Directions for this task. Word for word, set down the entries that follow.

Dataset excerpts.
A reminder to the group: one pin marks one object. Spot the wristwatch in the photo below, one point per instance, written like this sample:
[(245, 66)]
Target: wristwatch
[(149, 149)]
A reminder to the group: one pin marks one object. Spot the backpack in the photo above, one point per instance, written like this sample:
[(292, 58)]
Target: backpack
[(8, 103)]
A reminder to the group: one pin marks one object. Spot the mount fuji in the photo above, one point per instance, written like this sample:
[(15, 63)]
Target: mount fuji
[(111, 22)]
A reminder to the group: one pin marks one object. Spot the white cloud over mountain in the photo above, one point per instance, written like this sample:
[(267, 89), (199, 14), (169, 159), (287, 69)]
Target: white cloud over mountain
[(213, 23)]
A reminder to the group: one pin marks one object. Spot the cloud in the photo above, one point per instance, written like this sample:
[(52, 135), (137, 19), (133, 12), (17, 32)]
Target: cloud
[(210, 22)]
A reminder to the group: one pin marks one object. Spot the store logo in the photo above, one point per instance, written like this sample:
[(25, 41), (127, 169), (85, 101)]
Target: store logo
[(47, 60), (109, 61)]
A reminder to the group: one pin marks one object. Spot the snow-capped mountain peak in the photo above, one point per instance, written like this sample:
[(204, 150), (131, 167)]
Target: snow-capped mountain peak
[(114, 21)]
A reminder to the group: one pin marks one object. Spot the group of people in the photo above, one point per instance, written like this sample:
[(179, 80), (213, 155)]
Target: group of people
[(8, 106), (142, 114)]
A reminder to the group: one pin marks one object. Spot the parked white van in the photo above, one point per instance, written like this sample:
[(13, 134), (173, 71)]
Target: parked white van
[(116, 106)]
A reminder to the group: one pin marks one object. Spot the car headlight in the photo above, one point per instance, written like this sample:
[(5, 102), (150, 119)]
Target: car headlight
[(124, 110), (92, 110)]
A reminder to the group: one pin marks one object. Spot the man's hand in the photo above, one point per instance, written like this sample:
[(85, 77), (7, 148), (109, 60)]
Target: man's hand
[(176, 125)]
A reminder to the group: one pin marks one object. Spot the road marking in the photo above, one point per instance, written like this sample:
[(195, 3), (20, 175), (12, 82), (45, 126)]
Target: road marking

Answer box.
A reminder to the group: one pin marks one object. Spot the wristwatch in the photo below, one point per instance, written like this sample:
[(245, 66)]
Target: wristwatch
[(149, 149)]
A reminder to the group: one pin marks one object. Spot the backpack in the photo above, one point per instance, written like this sample:
[(292, 58)]
Target: backpack
[(8, 103)]
A reminder to the group: one pin marks one object. Spot the mount fuji in the photo above, one point per instance, written like this sample:
[(15, 63)]
Target: mount fuji
[(111, 22)]
A reminder to the group: one pin marks one object. Spot the white cloud over mountain in the photo above, one point per instance, written like this sample:
[(267, 89), (199, 14), (169, 159), (287, 69)]
Target: white cloud over mountain
[(213, 23)]
A reminder to the group: one pin marks one object. Spot the cloud in the photo above, one point per instance, written like this sample:
[(52, 135), (137, 19), (133, 12), (17, 32)]
Target: cloud
[(210, 22)]
A reminder to the group: one pin marks one object. Spot the store logo in the photo above, one point per instance, written like this sample:
[(25, 41), (127, 169), (85, 101)]
Target: store logo
[(47, 60), (109, 61)]
A reminder to the group: one pin marks one object. Spot the snow-capped mountain peak in the photo above, one point per instance, written like this sample:
[(204, 150), (131, 167)]
Target: snow-capped mountain peak
[(114, 21)]
A reminder to the group: one pin marks one object. Spot the group of people in the photo above, one point per instance, written like this sample:
[(179, 80), (213, 155)]
Target: group of people
[(8, 106), (142, 114)]
A reminder to the group: one pin marks one object. Spot the parked white van in the photo above, one point per instance, written like this sample:
[(13, 134), (173, 71)]
Target: parked white van
[(116, 106)]
A reminder to the group: one pin marks one object. Spot the car headlight in the photo above, one point per instance, written like this sample:
[(5, 102), (150, 119)]
Target: car headlight
[(124, 110), (92, 110)]
A reminder to the group: one pin marks one object. Spot the man's hand in the photo above, one point per instance, written like this sample:
[(85, 77), (7, 148), (109, 60)]
Target: man's hand
[(176, 125)]
A reminder to the group: one pin marks one object. Spot the road marking in the photo above, one point per instance, written like this sample:
[(195, 3), (20, 175), (12, 82), (45, 126)]
Target: road marking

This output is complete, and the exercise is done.